● Work to be completed: Give the data again exactly as written, skipping any pictures.

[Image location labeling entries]
-=-=-=-=-

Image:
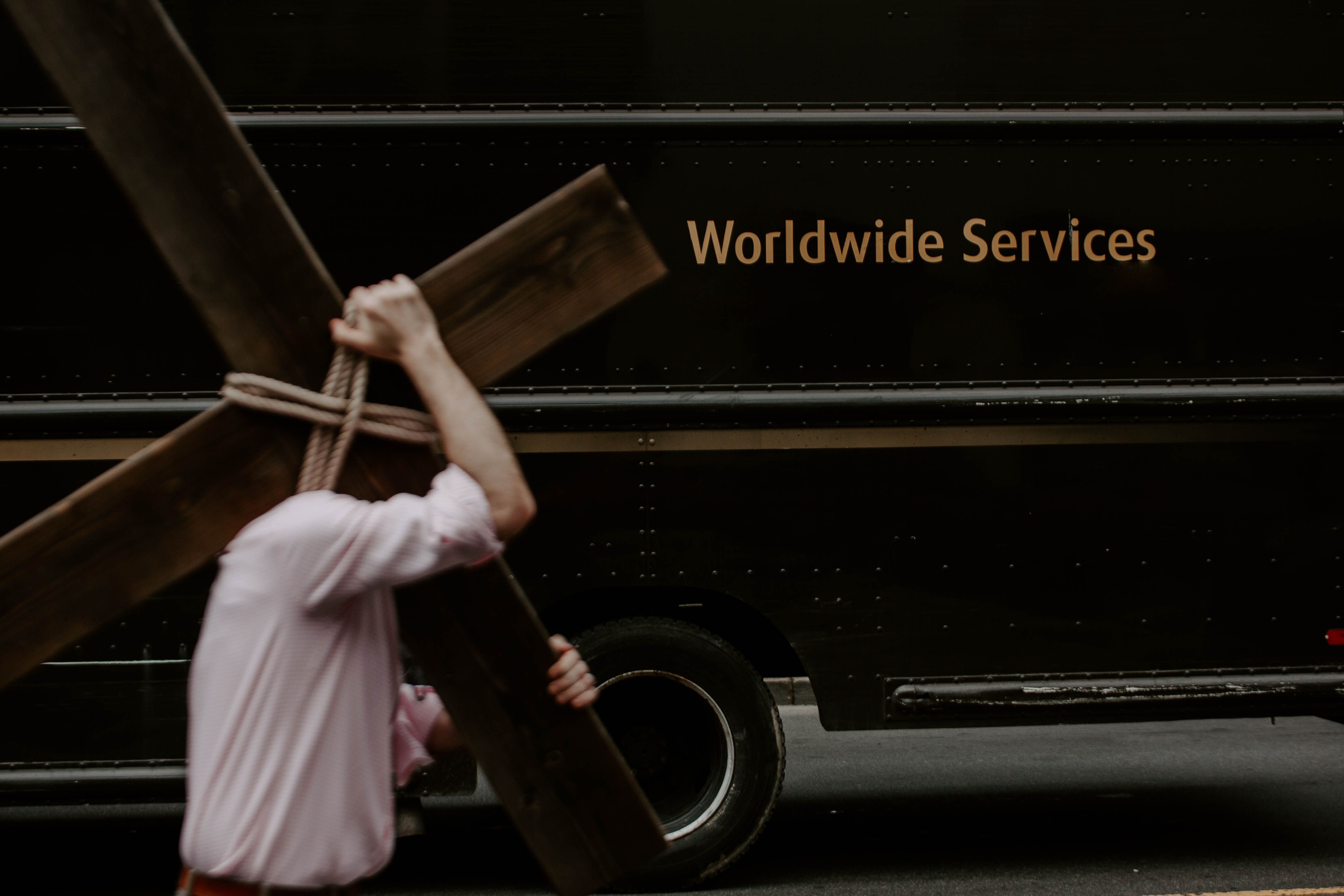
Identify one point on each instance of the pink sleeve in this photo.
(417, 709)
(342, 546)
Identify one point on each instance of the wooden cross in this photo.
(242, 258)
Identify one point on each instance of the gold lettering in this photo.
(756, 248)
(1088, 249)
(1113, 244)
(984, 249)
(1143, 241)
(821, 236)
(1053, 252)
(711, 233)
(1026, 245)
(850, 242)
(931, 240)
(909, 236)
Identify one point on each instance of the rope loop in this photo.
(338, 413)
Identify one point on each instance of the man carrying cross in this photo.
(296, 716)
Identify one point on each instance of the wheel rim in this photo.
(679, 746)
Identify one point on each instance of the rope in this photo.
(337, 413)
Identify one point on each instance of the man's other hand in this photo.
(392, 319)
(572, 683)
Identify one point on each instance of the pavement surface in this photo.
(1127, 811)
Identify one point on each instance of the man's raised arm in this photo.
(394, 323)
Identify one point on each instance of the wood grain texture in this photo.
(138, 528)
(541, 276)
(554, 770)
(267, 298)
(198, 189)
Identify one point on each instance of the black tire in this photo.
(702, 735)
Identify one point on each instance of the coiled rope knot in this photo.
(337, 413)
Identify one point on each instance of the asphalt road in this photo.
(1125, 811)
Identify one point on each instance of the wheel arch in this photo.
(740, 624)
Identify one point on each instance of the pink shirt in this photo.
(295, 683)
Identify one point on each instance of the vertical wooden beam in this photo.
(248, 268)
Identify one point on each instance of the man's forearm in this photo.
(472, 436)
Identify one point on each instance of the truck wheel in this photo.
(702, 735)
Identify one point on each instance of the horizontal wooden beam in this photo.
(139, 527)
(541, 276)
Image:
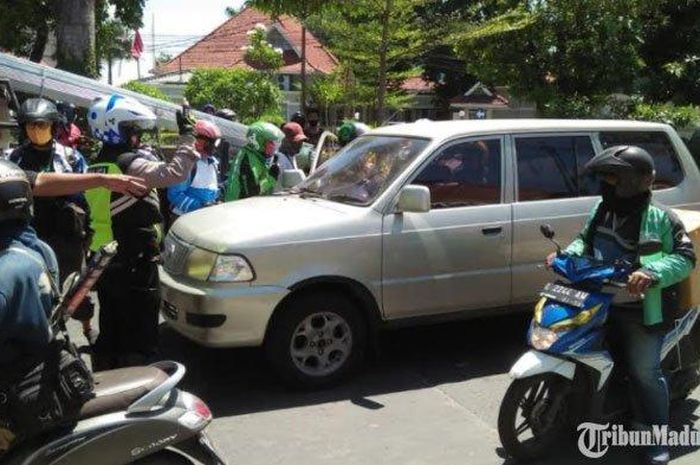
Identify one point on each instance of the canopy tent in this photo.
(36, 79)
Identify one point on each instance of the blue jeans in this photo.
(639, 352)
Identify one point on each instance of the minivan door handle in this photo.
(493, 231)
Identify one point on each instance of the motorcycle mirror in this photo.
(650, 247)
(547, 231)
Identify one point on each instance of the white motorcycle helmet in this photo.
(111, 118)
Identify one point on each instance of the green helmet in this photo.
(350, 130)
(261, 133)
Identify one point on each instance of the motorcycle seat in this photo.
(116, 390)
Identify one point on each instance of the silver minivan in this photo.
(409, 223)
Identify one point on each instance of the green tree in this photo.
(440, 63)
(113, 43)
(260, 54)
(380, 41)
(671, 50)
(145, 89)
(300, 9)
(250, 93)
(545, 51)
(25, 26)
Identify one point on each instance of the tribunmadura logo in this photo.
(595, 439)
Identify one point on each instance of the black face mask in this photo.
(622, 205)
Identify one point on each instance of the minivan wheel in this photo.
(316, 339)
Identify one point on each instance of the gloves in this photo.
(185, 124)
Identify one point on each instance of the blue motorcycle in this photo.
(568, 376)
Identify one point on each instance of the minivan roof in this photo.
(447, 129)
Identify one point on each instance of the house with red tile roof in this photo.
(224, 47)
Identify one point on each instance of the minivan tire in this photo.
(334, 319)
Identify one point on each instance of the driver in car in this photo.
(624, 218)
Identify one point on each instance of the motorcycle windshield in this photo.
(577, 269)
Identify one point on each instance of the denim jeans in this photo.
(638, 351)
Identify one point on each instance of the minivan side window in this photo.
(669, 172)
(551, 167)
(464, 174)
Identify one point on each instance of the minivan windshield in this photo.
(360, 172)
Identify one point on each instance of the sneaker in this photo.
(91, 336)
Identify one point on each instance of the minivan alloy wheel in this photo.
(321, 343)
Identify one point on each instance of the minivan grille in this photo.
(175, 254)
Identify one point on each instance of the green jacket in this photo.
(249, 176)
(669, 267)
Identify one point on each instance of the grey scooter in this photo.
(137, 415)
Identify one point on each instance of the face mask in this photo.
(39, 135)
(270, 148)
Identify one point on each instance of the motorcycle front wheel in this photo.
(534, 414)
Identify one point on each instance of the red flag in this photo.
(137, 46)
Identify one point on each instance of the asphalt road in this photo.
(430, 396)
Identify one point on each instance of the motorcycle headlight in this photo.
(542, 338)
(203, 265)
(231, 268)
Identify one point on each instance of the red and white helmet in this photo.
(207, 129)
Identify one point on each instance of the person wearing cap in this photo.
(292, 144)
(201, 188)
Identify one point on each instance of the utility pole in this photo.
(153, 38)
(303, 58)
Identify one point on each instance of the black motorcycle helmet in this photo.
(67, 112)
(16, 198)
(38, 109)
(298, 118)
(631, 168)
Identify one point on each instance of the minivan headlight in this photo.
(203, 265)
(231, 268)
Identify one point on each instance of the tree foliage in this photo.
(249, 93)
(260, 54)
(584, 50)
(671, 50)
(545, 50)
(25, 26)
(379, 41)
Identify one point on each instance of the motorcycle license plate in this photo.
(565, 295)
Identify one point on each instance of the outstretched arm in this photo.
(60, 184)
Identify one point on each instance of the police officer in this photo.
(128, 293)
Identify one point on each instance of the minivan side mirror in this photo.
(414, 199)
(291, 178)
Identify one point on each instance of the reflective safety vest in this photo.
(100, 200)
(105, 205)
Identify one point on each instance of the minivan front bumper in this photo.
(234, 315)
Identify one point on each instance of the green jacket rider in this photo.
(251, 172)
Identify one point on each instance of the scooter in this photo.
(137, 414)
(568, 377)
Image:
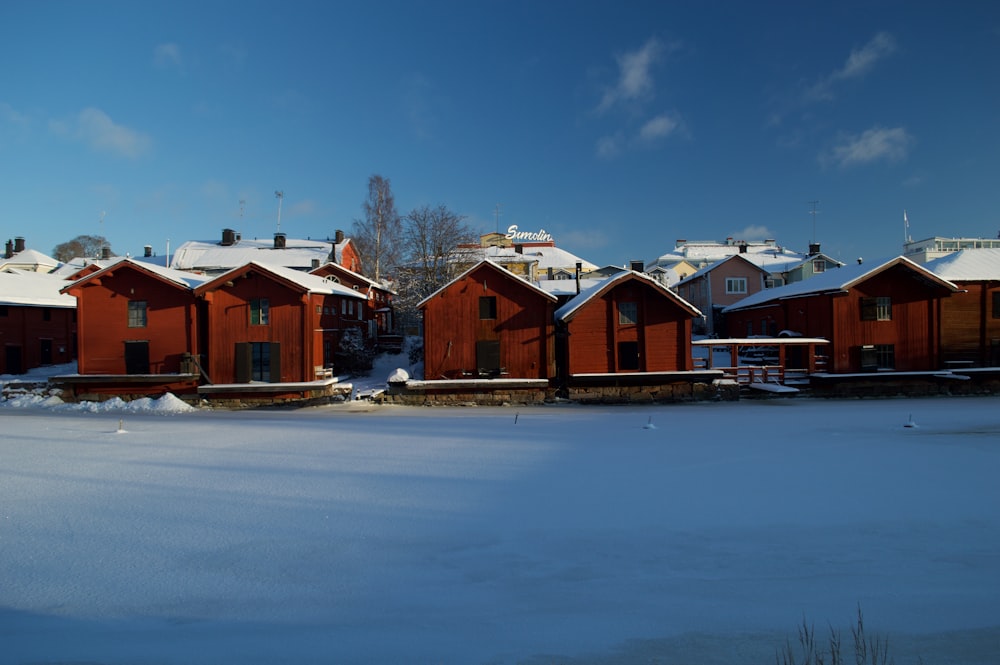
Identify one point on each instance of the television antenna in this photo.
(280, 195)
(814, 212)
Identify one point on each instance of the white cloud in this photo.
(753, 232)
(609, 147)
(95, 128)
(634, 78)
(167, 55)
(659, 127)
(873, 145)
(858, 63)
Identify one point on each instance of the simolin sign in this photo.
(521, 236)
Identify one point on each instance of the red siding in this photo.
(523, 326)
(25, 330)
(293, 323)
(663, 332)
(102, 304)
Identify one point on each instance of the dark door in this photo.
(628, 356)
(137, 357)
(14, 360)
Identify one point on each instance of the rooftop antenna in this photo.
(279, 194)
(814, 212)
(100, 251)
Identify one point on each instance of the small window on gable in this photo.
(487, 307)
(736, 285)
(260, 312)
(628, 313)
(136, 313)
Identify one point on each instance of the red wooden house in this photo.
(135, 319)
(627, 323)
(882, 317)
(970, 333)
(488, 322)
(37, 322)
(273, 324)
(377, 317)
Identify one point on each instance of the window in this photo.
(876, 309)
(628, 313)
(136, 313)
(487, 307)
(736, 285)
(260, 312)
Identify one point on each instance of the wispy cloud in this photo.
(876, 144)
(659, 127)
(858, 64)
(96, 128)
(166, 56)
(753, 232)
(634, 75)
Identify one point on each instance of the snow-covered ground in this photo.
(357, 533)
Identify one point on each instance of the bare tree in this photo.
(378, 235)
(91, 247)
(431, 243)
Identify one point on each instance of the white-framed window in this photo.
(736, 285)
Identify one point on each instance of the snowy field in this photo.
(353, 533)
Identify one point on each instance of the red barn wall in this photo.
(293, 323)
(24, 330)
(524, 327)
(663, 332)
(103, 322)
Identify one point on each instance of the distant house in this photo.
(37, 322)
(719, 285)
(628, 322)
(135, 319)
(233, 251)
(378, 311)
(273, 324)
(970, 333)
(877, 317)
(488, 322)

-=-=-=-=-

● Response to this exercise:
Image:
Identify one point on each instance of the pink sleeve in this photo.
(417, 709)
(342, 546)
Identify one point on each instance of the wooden cross in this photo.
(242, 258)
Identify one point on each instance of the gold lettering in this photo.
(756, 248)
(1088, 249)
(1113, 244)
(984, 249)
(1143, 241)
(821, 236)
(1053, 252)
(711, 233)
(1026, 245)
(850, 242)
(931, 240)
(909, 236)
Identify one point on each instance of the rope loop in this photo.
(338, 413)
Identify one point on each instance of the man carrying cross in this photo.
(296, 716)
Identify one point on each instance of the wheel rim in this photo.
(679, 746)
Identify one point on each instance of the rope in this photo.
(337, 413)
Identify one point on each instance of the man's other hand in this photo.
(392, 319)
(572, 683)
Identify one point on each instance of the pavement surface in this photo.
(1127, 811)
Identify one point on each instance of the man's raised arm in this photo.
(394, 323)
Identify one point on each instance of the wood grain texture in this photo.
(138, 528)
(541, 276)
(554, 770)
(267, 298)
(198, 189)
Identify one point on each instance of the black tire in this photo.
(702, 735)
Identify one point on each instance of the coiled rope knot in this photo.
(337, 413)
Identify one point on each instance of the asphalt road in this photo.
(1125, 811)
Identify one point on each instance of the wheel arch in this photo.
(740, 624)
Identify one point on each instance of the pink shirt in this photo.
(295, 683)
Identify one point on each instance of the vertical wooden beam in this photo.
(248, 268)
Identify one point on each instance of the man's forearm in this photo.
(472, 436)
Identify one point on each instance of the truck wheel in this photo.
(702, 735)
Identify one point on each instance of the horizontal wooden beam in this photo.
(139, 527)
(541, 276)
Image:
Identify one point on each instance of the canopy tent in this photo.
(36, 79)
Identify one point on each instance of the blue jeans in this photo.
(639, 352)
Identify one point on each instance of the minivan door handle in this photo.
(493, 231)
Identify one point on each instance of the motorcycle mirror in this photo.
(650, 247)
(547, 231)
Identify one point on each instance of the white motorcycle helmet in this photo.
(111, 118)
Identify one point on each instance of the green helmet in this photo.
(350, 130)
(261, 133)
Identify one point on each instance of the motorcycle seat in this photo.
(116, 390)
Identify one point on each instance of the silver minivan in this photo.
(409, 223)
Identify one point on each instance of the green tree in this photo.
(440, 63)
(113, 43)
(260, 54)
(380, 41)
(671, 50)
(145, 89)
(300, 9)
(250, 93)
(545, 51)
(25, 26)
Identify one point on each instance of the tribunmadura logo in this photo.
(595, 439)
Identify one point on each instance of the black face mask in this photo.
(622, 205)
Identify one point on each instance of the minivan wheel in this photo.
(316, 339)
Identify one point on each instance of the gloves in this photo.
(185, 124)
Identify one point on each instance of the blue motorcycle in this photo.
(568, 376)
Identify one point on each instance of the minivan roof in this photo.
(447, 129)
Identify one point on each instance of the house with red tile roof in this photo.
(224, 47)
Identify one point on each instance of the minivan tire in this photo.
(334, 319)
Identify one point on each instance of the driver in car in this photo.
(624, 218)
Identify one point on each instance of the motorcycle windshield in this photo.
(577, 269)
Identify one point on each instance of the denim jeans in this photo.
(638, 351)
Identify one point on each instance of the minivan side window in this photo.
(669, 172)
(551, 167)
(464, 174)
Identify one point on each instance of the minivan windshield in this photo.
(360, 172)
Identify one point on each instance of the sneaker in this photo.
(91, 336)
Identify one point on each instance of the minivan alloy wheel in this photo.
(321, 343)
Identify one point on each instance of the minivan grille in this photo.
(175, 254)
Identify one point on each instance of the green jacket in this photo.
(249, 176)
(669, 267)
Identify one point on each instance of the grey scooter in this photo.
(137, 415)
Identify one point on each instance of the face mask in this photo.
(39, 135)
(270, 148)
Identify one point on each instance of the motorcycle front wheel in this photo.
(534, 414)
Identify one point on each instance of the red flag in this photo.
(137, 46)
Identify one point on each instance of the asphalt road in this photo.
(430, 396)
Identify one point on each instance of the motorcycle headlight in this photo.
(542, 338)
(203, 265)
(231, 268)
Identify one point on each instance of the red and white helmet in this photo.
(207, 129)
Identify one point on each instance of the person wearing cap in this photo.
(292, 144)
(201, 188)
Identify one point on each instance of the utility pole in this photo.
(153, 38)
(303, 58)
Identify one point on each instance of the black motorcycle helmet in this photo.
(67, 112)
(16, 198)
(38, 109)
(298, 118)
(631, 168)
Identify one point on each instance of the minivan headlight in this photo.
(203, 265)
(231, 268)
Identify one point on each instance of the tree foliage in this photo.
(249, 93)
(260, 54)
(584, 50)
(671, 50)
(545, 50)
(25, 26)
(379, 41)
Identify one point on each instance of the motorcycle license plate in this photo.
(565, 295)
Identify one point on each instance of the outstretched arm in this photo.
(60, 184)
Identify one point on each instance of the police officer in this photo.
(128, 293)
Identify one point on each instance of the minivan side mirror in this photo.
(414, 199)
(291, 178)
Identify one point on each instance of the reflective safety vest in this photo.
(100, 200)
(105, 205)
Identify one point on each instance of the minivan front bumper in this photo.
(234, 315)
Identify one point on each instance of the green jacket rider in this photo.
(251, 172)
Identify one point on each instance of the scooter in this photo.
(137, 414)
(568, 377)
Image:
Identify one point on each instance of the television antenna in this photo.
(280, 195)
(814, 212)
Identify one point on each instance of the white cloud in this photo.
(753, 232)
(609, 147)
(95, 128)
(634, 78)
(167, 55)
(659, 127)
(873, 145)
(858, 63)
Identify one point on each instance of the simolin sign in this photo.
(521, 236)
Identify one point on each instance of the red siding in this photo.
(523, 326)
(25, 330)
(293, 323)
(663, 332)
(102, 304)
Identify one point on each instance of the dark door in this photo.
(628, 356)
(137, 357)
(14, 360)
Identify one point on each instance of the rooftop antenna in this photo.
(279, 194)
(814, 212)
(100, 251)
Identify one point on each instance of the small window on gable in this photo.
(487, 307)
(736, 285)
(260, 312)
(628, 313)
(136, 313)
Identify one point on each instance of the red wooden house in this photo.
(135, 319)
(627, 323)
(882, 317)
(970, 333)
(488, 322)
(37, 322)
(273, 324)
(377, 317)
Identify one point on each instance of the window in this photo.
(876, 309)
(628, 313)
(136, 313)
(487, 307)
(736, 285)
(260, 312)
Identify one point on each instance of the wispy cloud in this photo.
(876, 144)
(659, 127)
(858, 64)
(96, 128)
(166, 56)
(753, 232)
(634, 75)
Identify one point on each instance of the snow-covered ground in this photo.
(357, 533)
Identify one point on each instance of the bare tree in this photo.
(378, 235)
(91, 247)
(431, 243)
Identify one point on each instance of the white-framed window in this photo.
(736, 285)
Identify one point on each instance of the snowy field in this photo.
(353, 533)
Identify one point on each instance of the red barn wall in this photo.
(293, 323)
(24, 330)
(524, 327)
(663, 332)
(103, 322)
Identify one point on each instance of the distant house in this photo.
(37, 322)
(719, 285)
(628, 322)
(135, 319)
(233, 251)
(378, 311)
(273, 324)
(970, 333)
(877, 317)
(488, 322)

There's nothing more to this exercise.